:: What this task involves ::
From the line containing "Pass this photo to locate to point out the black" down to the last line of the material below, copy each line exactly and leave out the rest.

##### Task material #####

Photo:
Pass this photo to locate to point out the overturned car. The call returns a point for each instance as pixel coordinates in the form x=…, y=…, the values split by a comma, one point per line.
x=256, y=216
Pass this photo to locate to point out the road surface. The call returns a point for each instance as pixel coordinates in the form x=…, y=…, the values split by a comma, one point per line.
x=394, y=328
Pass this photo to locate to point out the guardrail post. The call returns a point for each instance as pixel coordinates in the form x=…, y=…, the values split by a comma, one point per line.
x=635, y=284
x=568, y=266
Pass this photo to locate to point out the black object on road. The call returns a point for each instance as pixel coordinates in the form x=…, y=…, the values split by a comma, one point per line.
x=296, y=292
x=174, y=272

#####

:: Solution to the exercise ::
Pass this photo to locate to point out the black object on road. The call returns a point for each instance as pixel coordinates in the form x=…, y=…, the values split by a comma, one point per line.
x=296, y=292
x=174, y=272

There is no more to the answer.